**Record list:**
## BEGIN

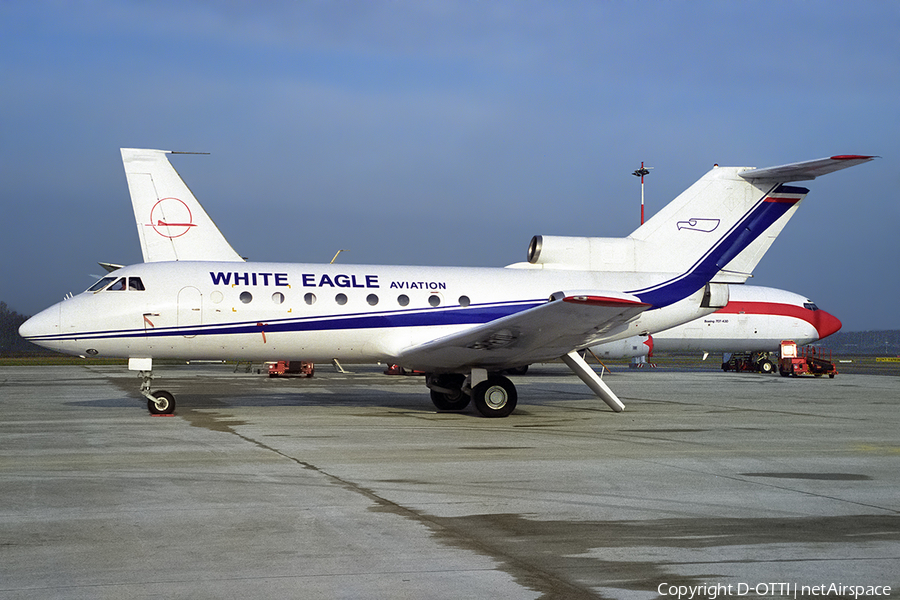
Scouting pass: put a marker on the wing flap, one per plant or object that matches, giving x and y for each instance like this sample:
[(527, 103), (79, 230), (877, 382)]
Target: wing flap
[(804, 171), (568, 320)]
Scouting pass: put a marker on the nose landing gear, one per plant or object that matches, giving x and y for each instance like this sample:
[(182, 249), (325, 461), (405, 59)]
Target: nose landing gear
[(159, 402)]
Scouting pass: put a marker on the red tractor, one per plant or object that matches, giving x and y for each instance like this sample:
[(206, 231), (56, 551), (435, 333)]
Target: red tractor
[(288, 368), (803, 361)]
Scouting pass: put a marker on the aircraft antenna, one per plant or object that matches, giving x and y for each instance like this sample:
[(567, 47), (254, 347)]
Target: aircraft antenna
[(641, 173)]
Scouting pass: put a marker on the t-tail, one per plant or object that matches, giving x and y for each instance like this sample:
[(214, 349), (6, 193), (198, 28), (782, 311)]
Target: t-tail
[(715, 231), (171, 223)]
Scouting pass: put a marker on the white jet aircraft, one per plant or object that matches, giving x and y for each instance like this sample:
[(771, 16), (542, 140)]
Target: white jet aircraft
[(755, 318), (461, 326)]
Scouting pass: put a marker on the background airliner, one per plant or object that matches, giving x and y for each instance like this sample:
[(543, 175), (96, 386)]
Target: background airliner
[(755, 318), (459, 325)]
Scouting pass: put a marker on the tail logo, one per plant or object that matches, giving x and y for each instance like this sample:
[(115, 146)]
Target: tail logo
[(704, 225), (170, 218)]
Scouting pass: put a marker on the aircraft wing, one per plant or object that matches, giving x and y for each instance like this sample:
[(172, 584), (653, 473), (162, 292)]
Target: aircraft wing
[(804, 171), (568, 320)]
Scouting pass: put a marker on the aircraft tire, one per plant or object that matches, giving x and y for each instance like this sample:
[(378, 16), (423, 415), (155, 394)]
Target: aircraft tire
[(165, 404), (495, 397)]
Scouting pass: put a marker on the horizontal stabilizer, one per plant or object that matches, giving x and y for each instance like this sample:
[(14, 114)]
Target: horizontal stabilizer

## END

**Prompt:** Reproduce the entries exactly. Do not carry over any picture.

**The output:**
Scouting pass: put a marker on the wing flap, one per plant or object that matches, giving x and y for each instance like this sample:
[(527, 103), (79, 230), (877, 382)]
Target: wing flap
[(804, 171), (568, 320)]
Scouting pass: put a marker on the nose landing gear, one per plant or object that matches, giving x and y for each instance like this sample:
[(182, 249), (325, 461), (405, 59)]
Target: nose landing gear
[(159, 402)]
Scouting pass: put a marker on the red tractor, one per plant or object that matches, giving x and y for each instance like this sample:
[(206, 231), (56, 551), (435, 333)]
Target: red tractor
[(288, 368), (803, 361)]
Scouting pass: put a marker on the aircraft antenna, one per plant or object that matches, giving x and y for each instance like this sample:
[(567, 47), (254, 347)]
Target: aircraft antenna
[(641, 173)]
Scouting pass: put a marker on the t-tail, one per plant or object that matches, giving x and y for each instance like this sample:
[(214, 349), (6, 193), (198, 28), (782, 311)]
Target: t-tail
[(715, 231), (171, 223)]
Scouting pass: put a marker on the white jet aircraft, one per plant or object that matches, giving x and y for each instance like this sample:
[(771, 16), (542, 140)]
Target: white jet aircraft
[(755, 318), (461, 326)]
Scouting pass: put a marker on the background airliner, one per plant or object that matches, giving x and y for each instance like this sample:
[(543, 175), (96, 386)]
Target: background airliner
[(755, 318), (459, 325)]
Scouting pass: put a marker on the tail logo, one per plant or object that matches, giving x and y for each instance like this sample:
[(115, 146)]
Target: tail logo
[(704, 225), (170, 218)]
Scouting pass: put a marker on the aircraft wing, one per plant or object that matches, giving x and y for each instance like this sample:
[(172, 584), (653, 473), (162, 292)]
Target: aircraft wing
[(804, 171), (568, 320)]
Scouting pass: put a marker on the aircraft tire, one per plant or object that matches, giving x and y for each instance like this sample:
[(378, 16), (423, 415), (155, 394)]
Target: aircraft tire
[(165, 404), (495, 397)]
Scouting pass: put a marker on the horizontal stabilizer, one per plant or object that matches, giving x and y for each instance like this sample:
[(14, 114)]
Target: horizontal stabilizer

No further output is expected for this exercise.